Written request A:
Copy the records word for word, from the line with "Someone flagged roof" to the line with "[1191,363,1269,404]", including both of those lines.

GB 2312 is mostly compatible with GB 18030, so any tool able to deal with the latter should treat GB 2312 correctly as well. There are many tools for converting GB 18030 to UTF-8 (or some other Unicode encoding form), but I can't recommend any specific one for Windows, because I work on Unix. If you're wanting to write a bit of code, the iconv library, or ICU, springs to mind: you'll find all the conversion data readily available in these libraries.
Conversion from GB 2312 to UTF-8 is completely safe and lossless, you shouldn't worry about it.

I agree on the currently chosen answer in that "found that it was actually simple to solve from a programmatic point of view", especially when your source file contains sensitive information that you do not want to expose to an unknown 3rd-party online service.

Written request B:
Repeat the text on GB 2312 conversion verbatim, from "GB 2312 is mostly" to "worry about it.".

The data:
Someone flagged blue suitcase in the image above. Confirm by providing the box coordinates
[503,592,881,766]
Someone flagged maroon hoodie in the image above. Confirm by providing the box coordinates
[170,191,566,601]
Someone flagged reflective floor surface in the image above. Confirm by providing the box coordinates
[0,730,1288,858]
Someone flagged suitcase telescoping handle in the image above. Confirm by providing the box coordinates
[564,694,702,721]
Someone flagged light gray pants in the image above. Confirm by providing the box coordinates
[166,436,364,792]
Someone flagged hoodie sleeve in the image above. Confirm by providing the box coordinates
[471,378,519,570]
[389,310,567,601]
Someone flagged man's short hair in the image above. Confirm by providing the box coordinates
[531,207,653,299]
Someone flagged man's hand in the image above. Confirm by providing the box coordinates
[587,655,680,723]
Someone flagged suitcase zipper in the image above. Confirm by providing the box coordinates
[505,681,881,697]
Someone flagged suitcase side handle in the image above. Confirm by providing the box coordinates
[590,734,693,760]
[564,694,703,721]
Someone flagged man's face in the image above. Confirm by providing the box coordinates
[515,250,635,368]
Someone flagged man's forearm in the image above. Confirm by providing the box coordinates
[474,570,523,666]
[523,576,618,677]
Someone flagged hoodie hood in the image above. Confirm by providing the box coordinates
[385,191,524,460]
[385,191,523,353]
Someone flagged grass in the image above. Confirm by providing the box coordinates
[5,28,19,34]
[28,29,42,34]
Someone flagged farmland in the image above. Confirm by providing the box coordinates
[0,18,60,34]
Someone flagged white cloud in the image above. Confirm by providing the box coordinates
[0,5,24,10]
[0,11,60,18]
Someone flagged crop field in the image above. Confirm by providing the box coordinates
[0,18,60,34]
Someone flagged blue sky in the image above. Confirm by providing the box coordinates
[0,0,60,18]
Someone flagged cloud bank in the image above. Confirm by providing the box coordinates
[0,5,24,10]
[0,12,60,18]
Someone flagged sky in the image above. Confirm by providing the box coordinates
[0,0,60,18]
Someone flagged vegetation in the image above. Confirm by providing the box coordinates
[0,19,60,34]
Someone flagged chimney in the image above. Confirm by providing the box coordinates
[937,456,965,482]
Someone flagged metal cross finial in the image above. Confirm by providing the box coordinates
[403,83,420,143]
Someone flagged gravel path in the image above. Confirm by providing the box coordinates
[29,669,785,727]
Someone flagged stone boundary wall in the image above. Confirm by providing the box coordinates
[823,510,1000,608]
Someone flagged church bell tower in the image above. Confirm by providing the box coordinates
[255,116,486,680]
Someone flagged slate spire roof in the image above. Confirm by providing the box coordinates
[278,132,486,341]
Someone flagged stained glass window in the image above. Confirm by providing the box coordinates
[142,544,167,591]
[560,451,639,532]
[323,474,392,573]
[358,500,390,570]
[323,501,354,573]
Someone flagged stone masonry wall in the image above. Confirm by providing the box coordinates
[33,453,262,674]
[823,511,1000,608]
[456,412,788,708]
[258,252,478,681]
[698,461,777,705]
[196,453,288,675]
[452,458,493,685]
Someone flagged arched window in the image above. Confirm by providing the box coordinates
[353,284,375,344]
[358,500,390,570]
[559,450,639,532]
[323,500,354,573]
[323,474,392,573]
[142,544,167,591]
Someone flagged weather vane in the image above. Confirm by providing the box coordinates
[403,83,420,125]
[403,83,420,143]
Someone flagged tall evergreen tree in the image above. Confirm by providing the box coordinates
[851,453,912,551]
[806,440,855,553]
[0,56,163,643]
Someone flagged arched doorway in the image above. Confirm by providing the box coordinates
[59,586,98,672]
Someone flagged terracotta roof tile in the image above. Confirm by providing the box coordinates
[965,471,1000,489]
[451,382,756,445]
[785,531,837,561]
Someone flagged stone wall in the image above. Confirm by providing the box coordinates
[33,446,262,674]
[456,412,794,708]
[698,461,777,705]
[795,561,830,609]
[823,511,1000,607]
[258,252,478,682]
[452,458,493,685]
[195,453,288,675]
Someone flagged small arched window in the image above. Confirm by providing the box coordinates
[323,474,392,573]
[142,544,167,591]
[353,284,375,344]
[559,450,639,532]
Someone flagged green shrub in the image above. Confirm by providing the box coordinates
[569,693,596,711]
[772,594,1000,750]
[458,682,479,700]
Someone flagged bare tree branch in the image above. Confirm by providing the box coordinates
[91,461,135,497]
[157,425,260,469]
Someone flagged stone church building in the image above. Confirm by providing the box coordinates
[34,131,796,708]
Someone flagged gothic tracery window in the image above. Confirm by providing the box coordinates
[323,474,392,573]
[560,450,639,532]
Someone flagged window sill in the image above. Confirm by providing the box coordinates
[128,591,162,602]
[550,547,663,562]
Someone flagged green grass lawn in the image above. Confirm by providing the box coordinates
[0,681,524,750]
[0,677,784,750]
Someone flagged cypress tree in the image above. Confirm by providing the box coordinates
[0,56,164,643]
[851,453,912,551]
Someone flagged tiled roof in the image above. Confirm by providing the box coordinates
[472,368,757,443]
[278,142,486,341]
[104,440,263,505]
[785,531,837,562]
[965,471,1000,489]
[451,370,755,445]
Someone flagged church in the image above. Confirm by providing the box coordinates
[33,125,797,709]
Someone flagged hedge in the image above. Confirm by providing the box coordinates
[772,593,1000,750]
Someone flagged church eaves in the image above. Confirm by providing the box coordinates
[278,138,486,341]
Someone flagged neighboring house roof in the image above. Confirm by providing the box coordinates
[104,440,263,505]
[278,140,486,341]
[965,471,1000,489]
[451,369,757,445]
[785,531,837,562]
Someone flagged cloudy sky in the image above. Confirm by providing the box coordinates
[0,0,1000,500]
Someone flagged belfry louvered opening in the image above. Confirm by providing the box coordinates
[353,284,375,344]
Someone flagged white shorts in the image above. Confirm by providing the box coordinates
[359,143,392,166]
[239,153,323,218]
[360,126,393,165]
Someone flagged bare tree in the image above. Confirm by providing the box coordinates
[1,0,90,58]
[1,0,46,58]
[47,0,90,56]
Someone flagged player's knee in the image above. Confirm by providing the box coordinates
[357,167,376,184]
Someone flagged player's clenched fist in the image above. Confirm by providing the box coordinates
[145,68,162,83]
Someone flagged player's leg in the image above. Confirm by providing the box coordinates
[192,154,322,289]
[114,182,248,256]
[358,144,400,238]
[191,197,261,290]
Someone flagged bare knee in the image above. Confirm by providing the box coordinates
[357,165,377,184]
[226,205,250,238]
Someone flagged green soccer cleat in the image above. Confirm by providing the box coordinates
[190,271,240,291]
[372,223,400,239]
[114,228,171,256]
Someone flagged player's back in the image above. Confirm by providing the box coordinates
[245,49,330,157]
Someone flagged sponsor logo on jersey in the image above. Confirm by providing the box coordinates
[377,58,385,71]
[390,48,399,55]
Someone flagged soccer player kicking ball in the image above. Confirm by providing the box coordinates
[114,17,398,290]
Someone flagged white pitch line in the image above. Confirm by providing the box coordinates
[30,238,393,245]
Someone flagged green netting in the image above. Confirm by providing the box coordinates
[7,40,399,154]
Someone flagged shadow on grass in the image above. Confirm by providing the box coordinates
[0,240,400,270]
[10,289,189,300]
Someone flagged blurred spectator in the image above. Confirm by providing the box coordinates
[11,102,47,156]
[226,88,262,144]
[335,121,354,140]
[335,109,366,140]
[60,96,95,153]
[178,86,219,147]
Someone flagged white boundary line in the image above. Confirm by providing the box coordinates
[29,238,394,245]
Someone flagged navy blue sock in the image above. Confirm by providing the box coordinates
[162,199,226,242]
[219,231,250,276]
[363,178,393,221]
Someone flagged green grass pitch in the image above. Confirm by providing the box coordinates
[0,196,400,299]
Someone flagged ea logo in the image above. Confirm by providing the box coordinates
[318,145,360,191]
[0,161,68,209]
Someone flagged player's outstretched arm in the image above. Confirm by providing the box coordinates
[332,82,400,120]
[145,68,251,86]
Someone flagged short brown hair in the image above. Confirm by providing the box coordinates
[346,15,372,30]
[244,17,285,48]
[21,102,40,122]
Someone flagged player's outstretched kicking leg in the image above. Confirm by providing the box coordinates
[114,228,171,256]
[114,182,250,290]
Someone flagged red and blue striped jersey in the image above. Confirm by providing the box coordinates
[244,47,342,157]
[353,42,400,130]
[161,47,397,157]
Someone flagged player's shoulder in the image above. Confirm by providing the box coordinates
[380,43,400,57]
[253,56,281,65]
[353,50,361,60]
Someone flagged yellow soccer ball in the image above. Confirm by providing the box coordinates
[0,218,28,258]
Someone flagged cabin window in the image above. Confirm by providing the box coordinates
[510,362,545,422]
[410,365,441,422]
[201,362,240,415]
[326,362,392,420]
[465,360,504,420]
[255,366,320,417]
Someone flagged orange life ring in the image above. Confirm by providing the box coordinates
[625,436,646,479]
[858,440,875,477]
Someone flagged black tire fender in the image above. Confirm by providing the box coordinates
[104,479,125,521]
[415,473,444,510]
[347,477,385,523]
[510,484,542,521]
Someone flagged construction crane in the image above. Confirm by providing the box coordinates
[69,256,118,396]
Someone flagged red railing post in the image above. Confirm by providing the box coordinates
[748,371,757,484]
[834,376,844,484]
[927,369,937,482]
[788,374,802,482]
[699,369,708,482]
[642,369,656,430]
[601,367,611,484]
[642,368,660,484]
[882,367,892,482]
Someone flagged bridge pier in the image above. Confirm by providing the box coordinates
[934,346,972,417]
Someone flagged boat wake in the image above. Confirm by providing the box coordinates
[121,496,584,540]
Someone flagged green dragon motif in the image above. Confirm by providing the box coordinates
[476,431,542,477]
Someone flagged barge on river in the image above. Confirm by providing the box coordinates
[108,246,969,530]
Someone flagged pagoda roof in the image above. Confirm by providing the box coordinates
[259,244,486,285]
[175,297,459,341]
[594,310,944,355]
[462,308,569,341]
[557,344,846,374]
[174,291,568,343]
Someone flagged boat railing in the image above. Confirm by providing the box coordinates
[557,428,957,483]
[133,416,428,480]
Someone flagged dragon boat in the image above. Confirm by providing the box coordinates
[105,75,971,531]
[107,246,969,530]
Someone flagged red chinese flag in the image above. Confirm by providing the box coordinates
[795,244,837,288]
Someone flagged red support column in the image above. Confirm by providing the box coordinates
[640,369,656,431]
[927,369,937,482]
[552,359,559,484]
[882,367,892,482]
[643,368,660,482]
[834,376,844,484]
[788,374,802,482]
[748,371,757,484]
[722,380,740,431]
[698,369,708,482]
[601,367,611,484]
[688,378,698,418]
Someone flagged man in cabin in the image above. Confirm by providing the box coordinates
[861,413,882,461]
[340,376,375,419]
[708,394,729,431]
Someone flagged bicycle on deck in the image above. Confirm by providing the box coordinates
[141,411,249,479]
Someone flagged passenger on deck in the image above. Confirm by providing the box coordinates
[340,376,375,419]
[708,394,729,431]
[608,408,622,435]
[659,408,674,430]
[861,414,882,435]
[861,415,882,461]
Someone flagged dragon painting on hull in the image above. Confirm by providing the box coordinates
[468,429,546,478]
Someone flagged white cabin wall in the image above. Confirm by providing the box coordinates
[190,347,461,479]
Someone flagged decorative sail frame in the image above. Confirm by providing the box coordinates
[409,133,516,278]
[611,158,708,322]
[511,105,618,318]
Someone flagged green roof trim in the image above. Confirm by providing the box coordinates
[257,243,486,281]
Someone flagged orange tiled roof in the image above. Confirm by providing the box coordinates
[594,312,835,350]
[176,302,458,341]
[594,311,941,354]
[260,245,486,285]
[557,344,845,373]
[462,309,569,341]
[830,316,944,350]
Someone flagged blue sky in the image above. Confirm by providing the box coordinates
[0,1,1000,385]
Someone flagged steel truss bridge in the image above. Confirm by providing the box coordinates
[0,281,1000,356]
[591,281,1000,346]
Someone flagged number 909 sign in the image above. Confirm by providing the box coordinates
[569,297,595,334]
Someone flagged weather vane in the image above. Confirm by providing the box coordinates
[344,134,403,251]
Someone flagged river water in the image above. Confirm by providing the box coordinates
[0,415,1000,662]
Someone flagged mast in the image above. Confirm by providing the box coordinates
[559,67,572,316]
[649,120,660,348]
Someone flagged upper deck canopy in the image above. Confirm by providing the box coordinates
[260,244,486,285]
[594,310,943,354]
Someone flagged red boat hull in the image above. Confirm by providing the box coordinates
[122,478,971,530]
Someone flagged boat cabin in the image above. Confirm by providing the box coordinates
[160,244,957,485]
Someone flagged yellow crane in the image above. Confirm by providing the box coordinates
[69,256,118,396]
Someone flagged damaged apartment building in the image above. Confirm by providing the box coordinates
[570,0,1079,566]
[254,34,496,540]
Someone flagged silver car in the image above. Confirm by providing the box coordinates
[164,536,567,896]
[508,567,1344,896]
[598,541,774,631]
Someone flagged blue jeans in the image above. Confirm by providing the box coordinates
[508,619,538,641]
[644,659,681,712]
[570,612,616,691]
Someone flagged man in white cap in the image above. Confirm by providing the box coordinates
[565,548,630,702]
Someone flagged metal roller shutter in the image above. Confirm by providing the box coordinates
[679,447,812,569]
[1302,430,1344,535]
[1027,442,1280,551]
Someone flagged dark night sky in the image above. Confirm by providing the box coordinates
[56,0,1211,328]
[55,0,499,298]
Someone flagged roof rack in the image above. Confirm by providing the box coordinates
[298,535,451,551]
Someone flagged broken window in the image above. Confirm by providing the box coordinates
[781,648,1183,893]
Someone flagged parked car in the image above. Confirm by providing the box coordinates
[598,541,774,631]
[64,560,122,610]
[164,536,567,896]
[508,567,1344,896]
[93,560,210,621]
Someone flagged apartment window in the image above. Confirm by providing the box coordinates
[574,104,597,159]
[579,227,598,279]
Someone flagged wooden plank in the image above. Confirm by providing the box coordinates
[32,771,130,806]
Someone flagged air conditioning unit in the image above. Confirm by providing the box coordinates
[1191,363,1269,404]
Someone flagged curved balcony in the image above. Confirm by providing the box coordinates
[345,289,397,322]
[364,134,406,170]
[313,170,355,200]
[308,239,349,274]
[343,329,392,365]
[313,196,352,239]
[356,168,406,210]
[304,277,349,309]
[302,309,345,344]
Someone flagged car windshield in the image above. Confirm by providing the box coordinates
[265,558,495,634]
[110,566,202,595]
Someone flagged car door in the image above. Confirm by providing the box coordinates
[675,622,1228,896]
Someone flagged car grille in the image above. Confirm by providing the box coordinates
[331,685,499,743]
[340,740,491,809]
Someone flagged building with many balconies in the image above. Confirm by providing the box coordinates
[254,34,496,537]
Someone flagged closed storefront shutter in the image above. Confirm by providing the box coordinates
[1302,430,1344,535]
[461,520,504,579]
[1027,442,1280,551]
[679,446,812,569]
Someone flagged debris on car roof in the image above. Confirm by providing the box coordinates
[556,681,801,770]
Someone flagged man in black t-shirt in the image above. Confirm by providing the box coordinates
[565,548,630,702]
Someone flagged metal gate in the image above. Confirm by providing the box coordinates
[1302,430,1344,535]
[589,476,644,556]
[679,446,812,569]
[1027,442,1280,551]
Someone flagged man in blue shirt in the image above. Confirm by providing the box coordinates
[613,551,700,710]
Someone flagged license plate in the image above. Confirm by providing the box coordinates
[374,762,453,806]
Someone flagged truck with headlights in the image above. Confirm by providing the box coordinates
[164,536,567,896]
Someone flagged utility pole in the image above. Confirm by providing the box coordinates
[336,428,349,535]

Correct output A:
Someone flagged roof rack in the image above. Confirm by providing the box coordinates
[298,535,451,551]
Someone flagged broken window in the image above. Confirm by providing the box coordinates
[781,648,1183,893]
Someone flagged parked car in the image above. Confirm by providing the box coordinates
[598,541,774,631]
[64,560,122,610]
[164,536,567,896]
[508,567,1344,896]
[93,560,210,621]
Someone flagged apartment window in the image above. Confirm by providing the box coordinates
[574,104,597,159]
[579,227,598,279]
Someone flagged wooden plank in the image above. Confirm by providing the box coordinates
[32,771,130,806]
Someone flagged air conditioning unit in the image above. Confirm by providing the box coordinates
[1191,363,1269,404]

Correct output B:
GB 2312 is mostly compatible with GB 18030, so any tool able to deal with the latter should treat GB 2312 correctly as well. There are many tools for converting GB 18030 to UTF-8 (or some other Unicode encoding form), but I can't recommend any specific one for Windows, because I work on Unix. If you're wanting to write a bit of code, the iconv library, or ICU, springs to mind: you'll find all the conversion data readily available in these libraries.
Conversion from GB 2312 to UTF-8 is completely safe and lossless, you shouldn't worry about it.